## DATA RECORDS:
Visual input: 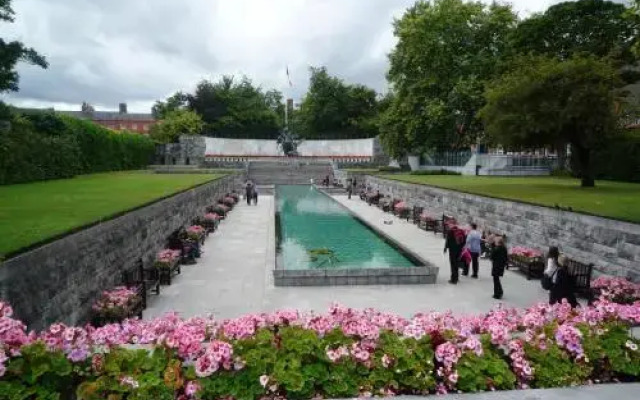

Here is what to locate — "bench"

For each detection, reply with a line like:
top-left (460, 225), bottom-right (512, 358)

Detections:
top-left (164, 229), bottom-right (187, 283)
top-left (508, 255), bottom-right (545, 280)
top-left (366, 192), bottom-right (382, 206)
top-left (411, 206), bottom-right (424, 225)
top-left (93, 264), bottom-right (148, 326)
top-left (121, 259), bottom-right (155, 313)
top-left (378, 197), bottom-right (393, 212)
top-left (565, 257), bottom-right (594, 299)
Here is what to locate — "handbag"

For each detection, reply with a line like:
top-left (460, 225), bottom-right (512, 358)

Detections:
top-left (541, 268), bottom-right (557, 290)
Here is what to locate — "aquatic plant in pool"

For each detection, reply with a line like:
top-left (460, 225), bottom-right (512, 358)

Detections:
top-left (276, 185), bottom-right (417, 270)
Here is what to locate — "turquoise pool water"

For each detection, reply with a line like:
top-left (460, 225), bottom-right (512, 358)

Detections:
top-left (276, 185), bottom-right (417, 270)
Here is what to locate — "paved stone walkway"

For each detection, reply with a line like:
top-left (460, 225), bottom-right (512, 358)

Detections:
top-left (398, 383), bottom-right (640, 400)
top-left (146, 194), bottom-right (554, 320)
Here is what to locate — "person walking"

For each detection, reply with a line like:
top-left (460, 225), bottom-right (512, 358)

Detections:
top-left (444, 228), bottom-right (463, 284)
top-left (490, 237), bottom-right (508, 299)
top-left (245, 180), bottom-right (253, 206)
top-left (544, 247), bottom-right (578, 307)
top-left (347, 183), bottom-right (353, 199)
top-left (465, 223), bottom-right (482, 278)
top-left (252, 185), bottom-right (259, 205)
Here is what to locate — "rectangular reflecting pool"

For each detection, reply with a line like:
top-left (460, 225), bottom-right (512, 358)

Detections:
top-left (274, 185), bottom-right (438, 286)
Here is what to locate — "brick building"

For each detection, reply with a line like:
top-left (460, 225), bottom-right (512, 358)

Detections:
top-left (59, 103), bottom-right (156, 134)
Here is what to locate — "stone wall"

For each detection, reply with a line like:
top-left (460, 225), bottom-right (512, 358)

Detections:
top-left (160, 136), bottom-right (207, 166)
top-left (0, 173), bottom-right (244, 330)
top-left (364, 176), bottom-right (640, 281)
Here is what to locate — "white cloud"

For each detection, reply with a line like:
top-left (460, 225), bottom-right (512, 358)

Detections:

## WORK REQUIRED:
Without the pictures, reproduce the entries exactly.

## ANSWER SECTION:
Visual input: 

Here is what to locate — "bench"

For each detection, reply with a line like:
top-left (460, 225), bottom-right (512, 358)

Detections:
top-left (164, 229), bottom-right (187, 283)
top-left (508, 255), bottom-right (545, 280)
top-left (366, 192), bottom-right (382, 206)
top-left (411, 206), bottom-right (424, 225)
top-left (93, 264), bottom-right (148, 326)
top-left (121, 259), bottom-right (155, 313)
top-left (378, 197), bottom-right (393, 212)
top-left (565, 257), bottom-right (594, 299)
Here is what to locate — "handbag"

For each detection, reply with a line like:
top-left (460, 225), bottom-right (512, 358)

Detections:
top-left (541, 268), bottom-right (557, 290)
Here is what to locate — "aquatic plant in pool"

For each detection, reply with a line like:
top-left (460, 225), bottom-right (512, 358)

Detections:
top-left (276, 185), bottom-right (417, 270)
Here is what to locate — "turquoise pool water"

For each detection, reply with a line like:
top-left (460, 225), bottom-right (512, 358)

Detections:
top-left (276, 185), bottom-right (417, 270)
Here is what to locate — "paved stone walkway"

For each detection, reply with a line like:
top-left (460, 225), bottom-right (512, 358)

Detections:
top-left (398, 383), bottom-right (640, 400)
top-left (146, 194), bottom-right (554, 320)
Here is what to locate — "person walking"

For each detection, reply with a line like:
top-left (460, 225), bottom-right (512, 358)

Detections:
top-left (444, 228), bottom-right (463, 284)
top-left (490, 237), bottom-right (508, 299)
top-left (245, 180), bottom-right (253, 206)
top-left (544, 247), bottom-right (578, 307)
top-left (347, 183), bottom-right (353, 199)
top-left (465, 223), bottom-right (482, 278)
top-left (252, 185), bottom-right (259, 205)
Here is what to locate — "rectangular reflecting pool"

For each detection, reply with a line like:
top-left (460, 225), bottom-right (512, 358)

Detections:
top-left (274, 185), bottom-right (438, 286)
Here is what to locate — "brick building"

For each detection, reply with a line like:
top-left (460, 225), bottom-right (512, 358)

Detections:
top-left (59, 103), bottom-right (156, 134)
Here is what to locate — "stone wall"

For each detection, reply with a line like:
top-left (460, 225), bottom-right (512, 358)

Detections:
top-left (160, 136), bottom-right (207, 166)
top-left (0, 173), bottom-right (244, 330)
top-left (364, 176), bottom-right (640, 281)
Here is what to locate — "white cloud"

For each detection, reply with a line like:
top-left (460, 225), bottom-right (512, 358)

Detections:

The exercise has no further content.